* 作業一覧 *
a) 抜粋文によると、同級生が亡くなったのは筆者が何年生のときですか？
b) 次の(i)〜(iii)は抜粋文の内容と合っていますか？それぞれ「はい」か「いいえ」で答え、判断の根拠となる本文の言葉をそのまま引用してください。
(i) 亡くなった同級生は、筆者に入学後はじめて話しかけてくれた子だった。
(ii) 筆者はその同級生と格別仲がよかった。
(iii) 黙祷をした日の夜、筆者はSNSに言葉を投稿した。

* 抜粋文 *
⟨

2020年は残念ながら、たくさんの著名人が、不慮の死を遂げた年になった。世間を騒がすウイルスと、誹謗中傷の影響が大きいのだろう。亡くなった人のニュースは、ただでさえ暗い気持ちになるけれど、私をさらに憂鬱にさせるもやもやが、いつもセットになっている。

どうして亡くなった人に対して、残された人がコメントをしなくてはいけないんだろう。

同級生の死 みんながSNSに投稿する中、私はただ言葉を失っていた

高校三年生のとき、同級生が亡くなった。「不慮の事故だ」と先生は言っていたが、彼女が使っている駅の近くで、同じ日に若い女性の自殺と見られる、人身事故があったらしい。

彼女は、一年生のときに同じクラスで、入学後はじめて話しかけてくれた子だった。自分自身は格別仲がよかったとは言えない。けれど彼女の幼馴染や親友も、私はよく知っていた。

黙祷をした日の夜、同級生はSNSで、思い思いの言葉をぶつけていた。

「いやだ、うそでしょ、帰ってきて」
「早すぎるよね、信じられない」
「卒業式では、あの子の名前を呼んでくれるといいな」
「私たちは待っているから、いつでも帰ってきてね」

いろいろな言葉があった。本気で悲しんでいる子もいれば、それに乗じてなにかしら言おうとしている子もいたと思う。でも私はなにも言葉にできず、そっとSNSを閉じた。

⟩

* データ抜粋 *
⟨

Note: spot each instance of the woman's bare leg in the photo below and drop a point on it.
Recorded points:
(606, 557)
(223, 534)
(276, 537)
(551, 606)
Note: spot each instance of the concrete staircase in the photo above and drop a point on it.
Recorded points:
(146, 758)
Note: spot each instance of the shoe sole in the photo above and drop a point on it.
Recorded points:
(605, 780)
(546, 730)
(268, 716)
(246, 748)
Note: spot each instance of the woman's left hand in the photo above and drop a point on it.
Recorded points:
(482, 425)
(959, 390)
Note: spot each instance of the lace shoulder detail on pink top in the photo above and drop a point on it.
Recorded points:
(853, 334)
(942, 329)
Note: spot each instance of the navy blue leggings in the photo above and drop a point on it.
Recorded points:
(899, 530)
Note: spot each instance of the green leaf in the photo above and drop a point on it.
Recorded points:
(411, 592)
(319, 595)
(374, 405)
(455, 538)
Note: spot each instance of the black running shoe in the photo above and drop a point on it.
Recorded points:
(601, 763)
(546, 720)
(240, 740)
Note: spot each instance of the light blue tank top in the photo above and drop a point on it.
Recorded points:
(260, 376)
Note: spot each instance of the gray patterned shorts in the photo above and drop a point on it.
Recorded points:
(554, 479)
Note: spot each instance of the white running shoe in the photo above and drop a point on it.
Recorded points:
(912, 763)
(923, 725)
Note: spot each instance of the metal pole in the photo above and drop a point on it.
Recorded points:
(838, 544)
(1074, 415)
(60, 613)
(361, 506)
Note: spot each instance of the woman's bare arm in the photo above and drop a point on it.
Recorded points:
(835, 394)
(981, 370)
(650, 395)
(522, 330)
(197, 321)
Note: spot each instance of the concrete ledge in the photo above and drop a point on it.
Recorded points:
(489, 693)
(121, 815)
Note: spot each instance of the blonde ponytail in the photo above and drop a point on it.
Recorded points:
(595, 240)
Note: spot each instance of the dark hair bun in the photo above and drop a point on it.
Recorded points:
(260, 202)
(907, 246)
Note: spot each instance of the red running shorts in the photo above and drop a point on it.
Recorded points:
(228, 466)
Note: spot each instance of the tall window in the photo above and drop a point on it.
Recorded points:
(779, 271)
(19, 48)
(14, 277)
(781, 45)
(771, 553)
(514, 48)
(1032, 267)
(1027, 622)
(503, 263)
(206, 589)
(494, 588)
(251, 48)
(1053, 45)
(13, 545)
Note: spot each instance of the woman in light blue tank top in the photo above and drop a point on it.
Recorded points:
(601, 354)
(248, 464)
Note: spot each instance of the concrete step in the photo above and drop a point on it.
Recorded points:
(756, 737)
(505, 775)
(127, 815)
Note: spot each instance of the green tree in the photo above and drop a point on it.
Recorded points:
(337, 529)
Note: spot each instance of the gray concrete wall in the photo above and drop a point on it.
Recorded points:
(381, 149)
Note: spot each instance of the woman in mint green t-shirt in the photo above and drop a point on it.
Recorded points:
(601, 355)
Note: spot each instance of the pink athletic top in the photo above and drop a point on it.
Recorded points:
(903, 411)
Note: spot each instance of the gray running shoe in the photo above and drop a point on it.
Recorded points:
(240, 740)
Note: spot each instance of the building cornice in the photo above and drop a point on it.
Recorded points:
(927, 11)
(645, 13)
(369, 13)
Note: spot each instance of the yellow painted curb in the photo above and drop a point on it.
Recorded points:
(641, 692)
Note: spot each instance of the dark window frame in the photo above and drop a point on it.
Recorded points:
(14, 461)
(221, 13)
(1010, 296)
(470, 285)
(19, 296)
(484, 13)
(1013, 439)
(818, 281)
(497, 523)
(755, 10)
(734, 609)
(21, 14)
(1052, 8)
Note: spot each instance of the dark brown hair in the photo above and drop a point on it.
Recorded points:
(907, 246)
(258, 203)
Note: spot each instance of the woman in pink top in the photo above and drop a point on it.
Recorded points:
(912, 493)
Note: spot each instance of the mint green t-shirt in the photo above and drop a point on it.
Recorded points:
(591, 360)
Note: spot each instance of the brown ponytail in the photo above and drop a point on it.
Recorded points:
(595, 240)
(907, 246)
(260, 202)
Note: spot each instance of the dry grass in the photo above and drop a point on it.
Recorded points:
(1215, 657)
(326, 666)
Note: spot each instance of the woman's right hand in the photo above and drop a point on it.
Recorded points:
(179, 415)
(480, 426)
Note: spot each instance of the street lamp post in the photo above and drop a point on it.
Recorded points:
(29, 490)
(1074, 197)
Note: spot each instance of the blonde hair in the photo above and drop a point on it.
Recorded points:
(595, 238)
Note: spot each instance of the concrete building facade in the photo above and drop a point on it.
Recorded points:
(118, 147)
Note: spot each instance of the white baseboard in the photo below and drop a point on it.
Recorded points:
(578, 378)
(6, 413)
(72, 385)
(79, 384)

⟩

* 回答一覧 *
a) 高校三年生のときです。

b)
(i) はい。「入学後はじめて話しかけてくれた子だった」
(ii) いいえ。「自分自身は格別仲がよかったとは言えない」
(iii) いいえ。「でも私はなにも言葉にできず、そっとSNSを閉じた」